[Data extract]:

::::

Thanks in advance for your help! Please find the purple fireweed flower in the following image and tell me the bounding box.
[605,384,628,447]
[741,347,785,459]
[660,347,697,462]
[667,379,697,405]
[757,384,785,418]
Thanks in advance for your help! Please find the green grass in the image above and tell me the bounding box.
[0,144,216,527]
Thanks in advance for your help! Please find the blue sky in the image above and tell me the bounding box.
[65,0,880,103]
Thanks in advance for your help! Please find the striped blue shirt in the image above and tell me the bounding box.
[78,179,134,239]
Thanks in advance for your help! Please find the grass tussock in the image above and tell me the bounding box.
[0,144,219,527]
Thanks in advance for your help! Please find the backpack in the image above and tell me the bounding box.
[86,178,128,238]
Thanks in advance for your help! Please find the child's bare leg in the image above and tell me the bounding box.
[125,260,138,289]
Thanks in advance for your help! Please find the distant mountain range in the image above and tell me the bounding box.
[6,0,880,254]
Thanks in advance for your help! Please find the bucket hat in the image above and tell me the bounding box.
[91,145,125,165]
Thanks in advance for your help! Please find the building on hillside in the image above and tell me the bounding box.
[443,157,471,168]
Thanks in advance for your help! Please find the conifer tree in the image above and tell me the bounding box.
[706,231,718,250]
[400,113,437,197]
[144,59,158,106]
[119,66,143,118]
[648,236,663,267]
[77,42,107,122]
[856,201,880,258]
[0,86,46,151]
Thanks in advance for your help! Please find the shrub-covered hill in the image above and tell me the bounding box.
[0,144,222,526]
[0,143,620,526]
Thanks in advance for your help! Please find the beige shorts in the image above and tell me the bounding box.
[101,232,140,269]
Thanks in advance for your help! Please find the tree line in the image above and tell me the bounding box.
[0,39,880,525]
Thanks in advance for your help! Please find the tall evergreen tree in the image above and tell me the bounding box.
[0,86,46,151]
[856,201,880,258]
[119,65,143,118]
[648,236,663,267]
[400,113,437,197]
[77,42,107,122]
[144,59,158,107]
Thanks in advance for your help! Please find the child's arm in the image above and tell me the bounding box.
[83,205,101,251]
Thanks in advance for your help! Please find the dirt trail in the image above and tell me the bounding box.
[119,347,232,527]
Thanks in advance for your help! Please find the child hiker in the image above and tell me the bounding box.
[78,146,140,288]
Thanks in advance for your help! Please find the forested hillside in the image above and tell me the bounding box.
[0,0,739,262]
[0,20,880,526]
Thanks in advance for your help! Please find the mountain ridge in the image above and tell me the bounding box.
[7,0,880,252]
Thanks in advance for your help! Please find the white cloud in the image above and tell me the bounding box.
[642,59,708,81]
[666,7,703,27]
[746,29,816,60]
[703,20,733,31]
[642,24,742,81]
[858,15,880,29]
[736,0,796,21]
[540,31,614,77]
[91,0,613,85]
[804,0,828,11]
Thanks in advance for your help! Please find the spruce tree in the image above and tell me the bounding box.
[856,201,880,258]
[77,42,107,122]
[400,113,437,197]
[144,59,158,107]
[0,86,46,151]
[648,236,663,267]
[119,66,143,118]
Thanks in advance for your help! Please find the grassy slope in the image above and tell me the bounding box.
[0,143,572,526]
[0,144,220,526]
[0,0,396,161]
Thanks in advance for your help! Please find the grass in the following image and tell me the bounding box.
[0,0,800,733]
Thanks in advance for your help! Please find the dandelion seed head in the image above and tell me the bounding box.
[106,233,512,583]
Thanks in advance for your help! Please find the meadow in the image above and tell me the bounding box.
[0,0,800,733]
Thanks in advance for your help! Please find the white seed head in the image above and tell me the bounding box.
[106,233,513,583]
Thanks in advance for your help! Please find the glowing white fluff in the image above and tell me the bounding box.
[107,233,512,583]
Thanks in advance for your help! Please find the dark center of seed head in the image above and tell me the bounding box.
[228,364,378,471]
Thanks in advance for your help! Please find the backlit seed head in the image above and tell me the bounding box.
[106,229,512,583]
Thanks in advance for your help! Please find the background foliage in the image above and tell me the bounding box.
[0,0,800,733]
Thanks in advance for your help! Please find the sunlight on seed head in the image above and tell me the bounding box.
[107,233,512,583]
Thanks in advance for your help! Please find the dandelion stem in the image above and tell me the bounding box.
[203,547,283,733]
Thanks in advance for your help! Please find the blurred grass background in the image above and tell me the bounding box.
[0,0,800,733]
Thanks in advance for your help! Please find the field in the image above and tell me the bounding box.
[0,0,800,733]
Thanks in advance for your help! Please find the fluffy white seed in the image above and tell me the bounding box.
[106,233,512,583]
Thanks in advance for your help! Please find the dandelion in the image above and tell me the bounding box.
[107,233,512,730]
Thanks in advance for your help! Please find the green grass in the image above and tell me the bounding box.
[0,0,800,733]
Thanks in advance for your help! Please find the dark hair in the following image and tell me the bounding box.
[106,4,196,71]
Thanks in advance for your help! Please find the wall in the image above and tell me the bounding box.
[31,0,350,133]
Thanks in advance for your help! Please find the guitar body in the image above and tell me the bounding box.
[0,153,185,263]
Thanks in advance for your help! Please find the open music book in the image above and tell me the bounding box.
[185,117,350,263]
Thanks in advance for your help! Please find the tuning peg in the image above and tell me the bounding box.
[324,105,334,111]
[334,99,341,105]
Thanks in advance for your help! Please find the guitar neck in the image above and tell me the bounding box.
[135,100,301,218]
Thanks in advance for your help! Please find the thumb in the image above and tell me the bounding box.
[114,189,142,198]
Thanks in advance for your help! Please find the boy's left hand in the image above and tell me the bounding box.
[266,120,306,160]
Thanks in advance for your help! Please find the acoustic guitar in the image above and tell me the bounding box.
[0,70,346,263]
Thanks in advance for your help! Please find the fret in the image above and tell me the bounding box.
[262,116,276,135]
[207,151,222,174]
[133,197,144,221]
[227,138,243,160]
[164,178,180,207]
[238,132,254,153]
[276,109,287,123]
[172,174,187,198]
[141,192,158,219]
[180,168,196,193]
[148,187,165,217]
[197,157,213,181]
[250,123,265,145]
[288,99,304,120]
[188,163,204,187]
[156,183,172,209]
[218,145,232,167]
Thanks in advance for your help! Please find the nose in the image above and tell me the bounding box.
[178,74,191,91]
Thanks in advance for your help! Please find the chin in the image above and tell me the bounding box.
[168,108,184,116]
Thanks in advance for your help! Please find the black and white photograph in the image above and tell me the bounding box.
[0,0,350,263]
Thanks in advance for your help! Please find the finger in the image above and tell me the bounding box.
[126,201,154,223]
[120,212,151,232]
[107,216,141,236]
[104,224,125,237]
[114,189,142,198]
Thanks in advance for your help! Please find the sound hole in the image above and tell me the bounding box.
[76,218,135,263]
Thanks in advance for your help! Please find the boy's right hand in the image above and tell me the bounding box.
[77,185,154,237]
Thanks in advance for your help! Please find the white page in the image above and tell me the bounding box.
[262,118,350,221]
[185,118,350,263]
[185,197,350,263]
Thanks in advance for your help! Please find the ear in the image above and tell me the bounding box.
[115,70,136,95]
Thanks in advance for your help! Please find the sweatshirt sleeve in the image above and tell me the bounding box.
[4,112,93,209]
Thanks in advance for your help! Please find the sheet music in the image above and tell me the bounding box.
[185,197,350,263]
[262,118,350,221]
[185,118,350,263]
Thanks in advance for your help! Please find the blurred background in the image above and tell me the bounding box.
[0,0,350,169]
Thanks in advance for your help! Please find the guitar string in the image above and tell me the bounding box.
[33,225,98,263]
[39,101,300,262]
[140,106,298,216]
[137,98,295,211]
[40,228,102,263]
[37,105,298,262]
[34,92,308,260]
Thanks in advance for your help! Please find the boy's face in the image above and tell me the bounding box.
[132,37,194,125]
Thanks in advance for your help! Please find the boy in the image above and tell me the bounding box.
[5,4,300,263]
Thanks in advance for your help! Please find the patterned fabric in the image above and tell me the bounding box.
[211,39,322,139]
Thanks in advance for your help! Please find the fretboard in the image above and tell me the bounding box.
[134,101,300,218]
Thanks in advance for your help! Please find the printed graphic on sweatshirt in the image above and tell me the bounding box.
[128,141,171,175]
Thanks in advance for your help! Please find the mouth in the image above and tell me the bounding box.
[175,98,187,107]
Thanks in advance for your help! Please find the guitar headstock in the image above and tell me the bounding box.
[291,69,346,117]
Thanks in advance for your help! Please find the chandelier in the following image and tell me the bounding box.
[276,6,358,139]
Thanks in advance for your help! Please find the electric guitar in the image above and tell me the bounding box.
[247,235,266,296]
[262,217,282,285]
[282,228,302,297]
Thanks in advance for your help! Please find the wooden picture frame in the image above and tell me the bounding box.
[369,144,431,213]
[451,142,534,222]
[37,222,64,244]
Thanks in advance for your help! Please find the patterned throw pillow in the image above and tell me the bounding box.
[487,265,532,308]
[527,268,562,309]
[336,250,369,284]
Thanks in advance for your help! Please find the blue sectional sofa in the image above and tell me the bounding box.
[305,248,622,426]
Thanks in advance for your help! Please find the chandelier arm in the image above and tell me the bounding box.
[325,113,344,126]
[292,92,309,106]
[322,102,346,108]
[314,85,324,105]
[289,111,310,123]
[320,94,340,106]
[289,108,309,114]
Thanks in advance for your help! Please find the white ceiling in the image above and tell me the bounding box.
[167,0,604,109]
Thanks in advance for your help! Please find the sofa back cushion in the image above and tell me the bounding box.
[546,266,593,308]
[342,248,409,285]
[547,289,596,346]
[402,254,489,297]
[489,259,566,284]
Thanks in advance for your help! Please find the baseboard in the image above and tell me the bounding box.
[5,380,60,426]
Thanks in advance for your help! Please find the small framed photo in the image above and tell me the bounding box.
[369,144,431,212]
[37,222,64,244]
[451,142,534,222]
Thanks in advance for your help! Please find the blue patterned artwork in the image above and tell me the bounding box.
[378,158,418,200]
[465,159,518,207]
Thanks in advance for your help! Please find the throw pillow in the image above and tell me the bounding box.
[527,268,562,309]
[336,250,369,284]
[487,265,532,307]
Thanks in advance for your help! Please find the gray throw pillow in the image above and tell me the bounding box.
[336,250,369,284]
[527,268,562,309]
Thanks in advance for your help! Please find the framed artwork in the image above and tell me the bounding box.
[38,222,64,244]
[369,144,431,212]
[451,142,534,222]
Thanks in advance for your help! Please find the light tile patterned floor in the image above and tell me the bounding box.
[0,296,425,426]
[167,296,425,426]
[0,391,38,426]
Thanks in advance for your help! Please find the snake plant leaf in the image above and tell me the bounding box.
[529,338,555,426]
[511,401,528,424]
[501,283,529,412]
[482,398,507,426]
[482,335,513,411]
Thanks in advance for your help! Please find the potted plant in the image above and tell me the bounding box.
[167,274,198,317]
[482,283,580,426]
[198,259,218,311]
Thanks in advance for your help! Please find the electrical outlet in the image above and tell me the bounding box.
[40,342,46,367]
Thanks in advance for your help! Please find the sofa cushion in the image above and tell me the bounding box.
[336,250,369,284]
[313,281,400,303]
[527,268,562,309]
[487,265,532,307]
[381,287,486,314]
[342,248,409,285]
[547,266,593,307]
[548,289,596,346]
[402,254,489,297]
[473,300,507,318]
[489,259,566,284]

::::

Copy everything from the start of the entries down to the line containing "[78,179,134,239]", swapping "bounding box" for "coordinates" and changing nothing else.

Thanks in advance for your help! Please find the purple fireweed flower in the following image and tell me the coordinates.
[605,384,628,447]
[741,347,785,459]
[660,347,697,462]
[667,379,697,405]
[757,384,785,418]
Thanks in advance for your help! Please find the green grass in the image above and tell me the coordinates.
[0,144,216,527]
Thanks in advance for your help! Please find the blue sky in the image above and tell me the coordinates.
[65,0,880,103]
Thanks in advance for your help! Please find the striped blue shirt in the image above and tell me the coordinates.
[78,179,134,239]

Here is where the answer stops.